▶ _取り組む課題_:
1. 特許の説明文で【】に囲まれている語句を、【】を含めて出てくる順にすべて挙げてください。
2. 特許の説明文のうち「炭素ダクトプレートを備えたインクジェットプリンタで用いるのに適した融解性インク」から「トプレートに形成されている。」までを、一字も変えずに書き写すこと。

▶ _読む文章_:
<<<<
説明

炭素ダクトプレートを備えたインクジェットプリンタで用いるのに適した融解性インク

本発明は、インクを受容側材料に像様に転写するためのインクジェットプリントヘッドと組み合わせられる、室温で固体であるが温度が上昇すると液体になる融解性インクに関するが、プリントヘッドは多数のインクダクトを備え、インクダクトは各々がそのダクトからインク滴を噴出するための開口部に至り、このダクトは基本的に炭素製であるダクトプレートに形成され、インクは炭素中に浸入することが可能であり、この炭素製のエレメントが130℃の温度で20時間にわたってインクに漬けておかれると、このエレメントの質量の増加率が1.5%を超えるようになっている。

【発明の詳細な説明】
【技術分野】
【0001】
本発明は、受容側材料に対してインクを像様に(image−wise)転写するためのインクジェットプリントヘッドと組み合わせた、室温では固体であり温度が上昇すると液体となる融解性インクに関するが、ここで、プリントヘッドは複数のインクダクトを備えており、インクダクトの各々がこのダクトからインク滴を噴出する開口部に繋がっており、このダクトは主として炭素からなるダクトプレートに形成されている。
【背景技術】
【0002】
炭素ダクトプレート付きのインクジェットプリントヘッドと、この種の融解性インク、すなわちホットメルトインクもしくは相変化インクとしても知られている融解性インクとの組み合わせが、欧州特許第0699137号明細書から知られている。この特許から、炭素をダクトプレートの基本的材料として用いると、用いられるインクが浸透しないようなダクトプレートになるという利点があることが知られている。言い換えれば、ダクトプレートとインクの組み合わせを、インクがダクトプレートの材料に浸入することが不可能であるように用いると有利である。この目的のため、たとえば、インクを通さないタイプの炭素を選択することが可能である。この特許明細書は、上記のプレートがインクを通さなくなるようにダクトプレートの表面を処理することを提案している。インクを通さないコーティングを塗布することを特に提案している。
>>>>
▶ _保存記録_:
<<<<
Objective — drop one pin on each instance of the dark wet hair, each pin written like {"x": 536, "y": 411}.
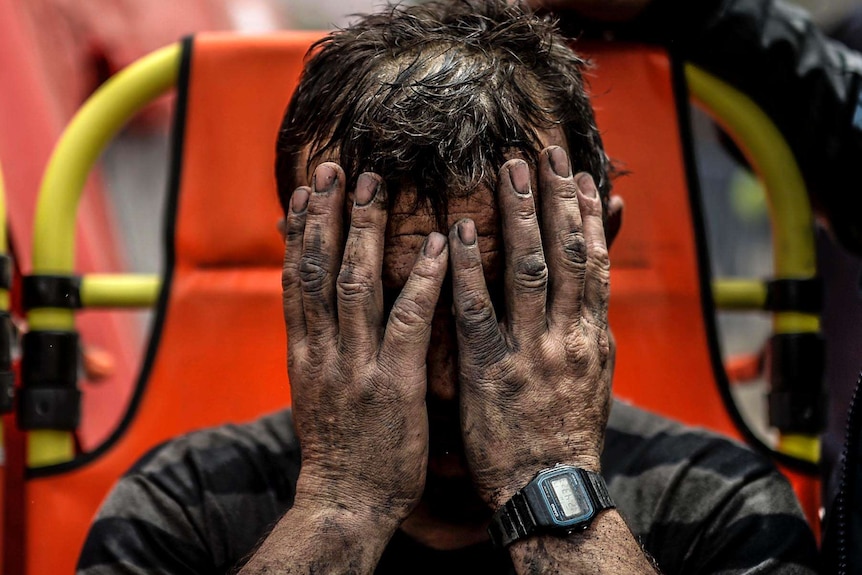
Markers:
{"x": 435, "y": 96}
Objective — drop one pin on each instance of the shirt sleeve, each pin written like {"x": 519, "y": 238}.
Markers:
{"x": 702, "y": 504}
{"x": 808, "y": 84}
{"x": 197, "y": 504}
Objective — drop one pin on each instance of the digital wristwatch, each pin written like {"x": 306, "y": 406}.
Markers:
{"x": 559, "y": 500}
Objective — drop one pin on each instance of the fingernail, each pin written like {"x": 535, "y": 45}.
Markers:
{"x": 519, "y": 175}
{"x": 587, "y": 186}
{"x": 324, "y": 179}
{"x": 299, "y": 201}
{"x": 467, "y": 232}
{"x": 559, "y": 162}
{"x": 366, "y": 189}
{"x": 434, "y": 244}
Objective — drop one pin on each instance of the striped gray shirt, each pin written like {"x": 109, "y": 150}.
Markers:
{"x": 698, "y": 503}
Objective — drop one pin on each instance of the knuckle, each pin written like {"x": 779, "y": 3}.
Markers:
{"x": 574, "y": 248}
{"x": 599, "y": 266}
{"x": 351, "y": 285}
{"x": 600, "y": 258}
{"x": 474, "y": 308}
{"x": 566, "y": 189}
{"x": 531, "y": 272}
{"x": 313, "y": 272}
{"x": 289, "y": 278}
{"x": 603, "y": 346}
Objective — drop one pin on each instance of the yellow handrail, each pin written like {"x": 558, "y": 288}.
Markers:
{"x": 108, "y": 290}
{"x": 80, "y": 146}
{"x": 790, "y": 210}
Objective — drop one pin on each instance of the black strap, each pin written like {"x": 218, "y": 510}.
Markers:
{"x": 600, "y": 496}
{"x": 514, "y": 520}
{"x": 57, "y": 291}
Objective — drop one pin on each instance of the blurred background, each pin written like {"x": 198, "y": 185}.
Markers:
{"x": 71, "y": 47}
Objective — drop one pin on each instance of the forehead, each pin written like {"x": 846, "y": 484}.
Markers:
{"x": 409, "y": 222}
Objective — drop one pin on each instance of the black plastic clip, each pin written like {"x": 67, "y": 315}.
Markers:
{"x": 49, "y": 397}
{"x": 51, "y": 291}
{"x": 8, "y": 337}
{"x": 5, "y": 271}
{"x": 797, "y": 398}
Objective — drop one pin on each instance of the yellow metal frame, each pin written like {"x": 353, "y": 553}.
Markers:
{"x": 4, "y": 244}
{"x": 80, "y": 146}
{"x": 790, "y": 211}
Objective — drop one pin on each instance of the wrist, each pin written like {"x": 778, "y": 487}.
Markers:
{"x": 342, "y": 500}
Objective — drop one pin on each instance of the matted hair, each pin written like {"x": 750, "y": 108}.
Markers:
{"x": 435, "y": 96}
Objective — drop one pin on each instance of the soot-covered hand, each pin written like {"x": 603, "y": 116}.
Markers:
{"x": 535, "y": 384}
{"x": 358, "y": 379}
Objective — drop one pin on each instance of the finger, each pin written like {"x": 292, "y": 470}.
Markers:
{"x": 321, "y": 251}
{"x": 408, "y": 330}
{"x": 359, "y": 288}
{"x": 564, "y": 238}
{"x": 480, "y": 341}
{"x": 291, "y": 288}
{"x": 526, "y": 273}
{"x": 598, "y": 269}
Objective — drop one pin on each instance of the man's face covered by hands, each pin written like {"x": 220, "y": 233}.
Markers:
{"x": 451, "y": 357}
{"x": 490, "y": 326}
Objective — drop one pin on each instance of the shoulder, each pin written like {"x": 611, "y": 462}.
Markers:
{"x": 202, "y": 500}
{"x": 701, "y": 502}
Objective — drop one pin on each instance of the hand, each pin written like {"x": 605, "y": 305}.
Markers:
{"x": 358, "y": 385}
{"x": 535, "y": 387}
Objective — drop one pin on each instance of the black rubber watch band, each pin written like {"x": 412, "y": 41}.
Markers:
{"x": 515, "y": 520}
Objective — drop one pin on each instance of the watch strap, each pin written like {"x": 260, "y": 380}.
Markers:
{"x": 601, "y": 498}
{"x": 512, "y": 521}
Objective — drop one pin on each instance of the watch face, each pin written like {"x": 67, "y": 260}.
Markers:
{"x": 566, "y": 498}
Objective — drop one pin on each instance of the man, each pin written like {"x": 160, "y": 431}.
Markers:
{"x": 448, "y": 341}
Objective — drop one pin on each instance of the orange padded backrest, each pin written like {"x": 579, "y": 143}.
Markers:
{"x": 218, "y": 352}
{"x": 218, "y": 349}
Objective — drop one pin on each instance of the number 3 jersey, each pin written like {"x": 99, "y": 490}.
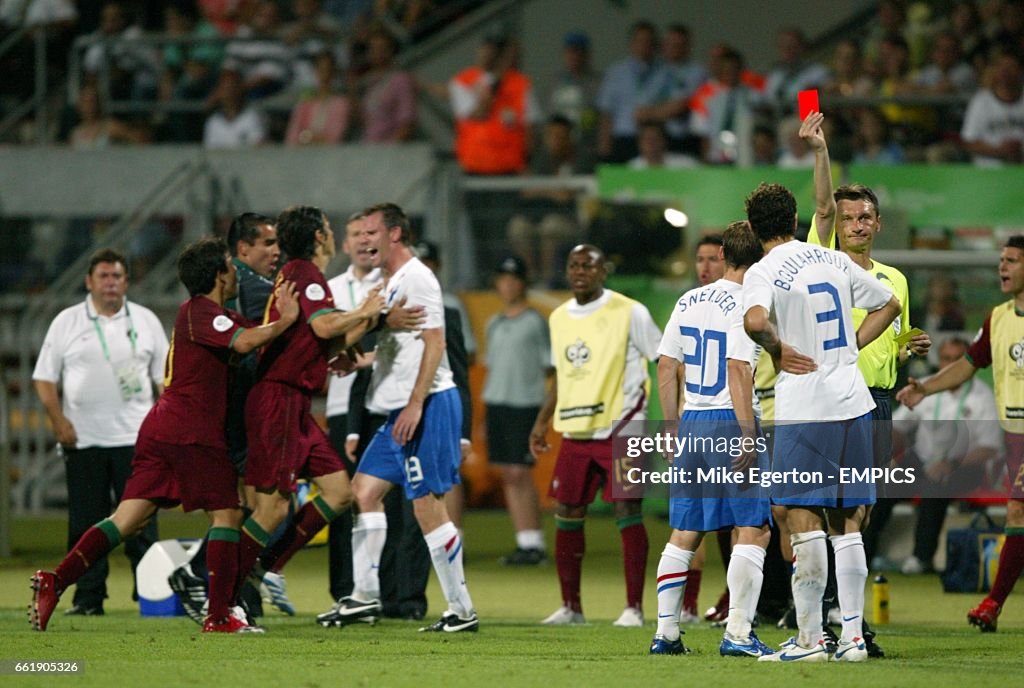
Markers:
{"x": 706, "y": 329}
{"x": 809, "y": 292}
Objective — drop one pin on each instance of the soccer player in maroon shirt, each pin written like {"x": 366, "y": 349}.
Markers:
{"x": 287, "y": 443}
{"x": 181, "y": 454}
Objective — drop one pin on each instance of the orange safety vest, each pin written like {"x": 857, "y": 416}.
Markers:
{"x": 496, "y": 144}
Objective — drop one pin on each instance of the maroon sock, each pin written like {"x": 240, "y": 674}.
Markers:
{"x": 692, "y": 591}
{"x": 252, "y": 541}
{"x": 1011, "y": 565}
{"x": 635, "y": 562}
{"x": 569, "y": 548}
{"x": 222, "y": 562}
{"x": 91, "y": 547}
{"x": 306, "y": 523}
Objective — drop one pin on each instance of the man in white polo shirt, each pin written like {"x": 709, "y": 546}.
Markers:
{"x": 108, "y": 355}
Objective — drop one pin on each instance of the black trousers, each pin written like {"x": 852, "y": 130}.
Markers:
{"x": 404, "y": 566}
{"x": 96, "y": 479}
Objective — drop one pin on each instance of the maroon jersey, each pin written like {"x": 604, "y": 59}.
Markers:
{"x": 298, "y": 357}
{"x": 194, "y": 404}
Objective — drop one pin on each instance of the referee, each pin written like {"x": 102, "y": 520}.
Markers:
{"x": 848, "y": 220}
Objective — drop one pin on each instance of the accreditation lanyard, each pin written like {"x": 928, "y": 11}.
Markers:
{"x": 132, "y": 335}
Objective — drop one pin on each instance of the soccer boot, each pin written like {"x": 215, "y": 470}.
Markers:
{"x": 985, "y": 615}
{"x": 352, "y": 610}
{"x": 630, "y": 618}
{"x": 333, "y": 615}
{"x": 752, "y": 648}
{"x": 229, "y": 624}
{"x": 524, "y": 557}
{"x": 662, "y": 645}
{"x": 794, "y": 652}
{"x": 855, "y": 650}
{"x": 564, "y": 616}
{"x": 274, "y": 591}
{"x": 45, "y": 595}
{"x": 452, "y": 622}
{"x": 190, "y": 591}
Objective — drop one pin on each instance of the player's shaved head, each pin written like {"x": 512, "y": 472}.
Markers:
{"x": 771, "y": 210}
{"x": 740, "y": 246}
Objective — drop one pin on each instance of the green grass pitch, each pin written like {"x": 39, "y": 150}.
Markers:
{"x": 928, "y": 643}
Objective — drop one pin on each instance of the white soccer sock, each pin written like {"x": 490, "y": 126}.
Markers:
{"x": 445, "y": 551}
{"x": 851, "y": 573}
{"x": 744, "y": 575}
{"x": 809, "y": 574}
{"x": 672, "y": 571}
{"x": 369, "y": 534}
{"x": 529, "y": 540}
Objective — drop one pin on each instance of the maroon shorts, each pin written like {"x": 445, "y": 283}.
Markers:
{"x": 193, "y": 475}
{"x": 1015, "y": 464}
{"x": 285, "y": 441}
{"x": 584, "y": 466}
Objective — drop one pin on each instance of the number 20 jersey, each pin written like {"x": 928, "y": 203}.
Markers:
{"x": 809, "y": 292}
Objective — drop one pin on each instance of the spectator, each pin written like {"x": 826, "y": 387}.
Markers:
{"x": 848, "y": 76}
{"x": 636, "y": 81}
{"x": 993, "y": 126}
{"x": 133, "y": 69}
{"x": 685, "y": 77}
{"x": 793, "y": 73}
{"x": 388, "y": 96}
{"x": 189, "y": 68}
{"x": 312, "y": 33}
{"x": 1009, "y": 36}
{"x": 966, "y": 25}
{"x": 495, "y": 108}
{"x": 946, "y": 73}
{"x": 233, "y": 125}
{"x": 954, "y": 434}
{"x": 324, "y": 116}
{"x": 765, "y": 145}
{"x": 574, "y": 93}
{"x": 545, "y": 224}
{"x": 873, "y": 144}
{"x": 653, "y": 151}
{"x": 518, "y": 359}
{"x": 226, "y": 15}
{"x": 913, "y": 122}
{"x": 797, "y": 155}
{"x": 95, "y": 130}
{"x": 260, "y": 56}
{"x": 721, "y": 112}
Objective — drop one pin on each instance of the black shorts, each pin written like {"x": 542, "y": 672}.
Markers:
{"x": 508, "y": 434}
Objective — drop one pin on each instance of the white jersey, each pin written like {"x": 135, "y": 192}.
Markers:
>>>>
▶ _想定解答_:
1.
【発明の詳細な説明】
【技術分野】
【0001】
【背景技術】
【0002】

2.
炭素ダクトプレートを備えたインクジェットプリンタで用いるのに適した融解性インク

本発明は、インクを受容側材料に像様に転写するためのインクジェットプリントヘッドと組み合わせられる、室温で固体であるが温度が上昇すると液体になる融解性インクに関するが、プリントヘッドは多数のインクダクトを備え、インクダクトは各々がそのダクトからインク滴を噴出するための開口部に至り、このダクトは基本的に炭素製であるダクトプレートに形成され、インクは炭素中に浸入することが可能であり、この炭素製のエレメントが130℃の温度で20時間にわたってインクに漬けておかれると、このエレメントの質量の増加率が1.5%を超えるようになっている。

【発明の詳細な説明】
【技術分野】
【0001】
本発明は、受容側材料に対してインクを像様に(image−wise)転写するためのインクジェットプリントヘッドと組み合わせた、室温では固体であり温度が上昇すると液体となる融解性インクに関するが、ここで、プリントヘッドは複数のインクダクトを備えており、インクダクトの各々がこのダクトからインク滴を噴出する開口部に繋がっており、このダクトは主として炭素からなるダクトプレートに形成されている。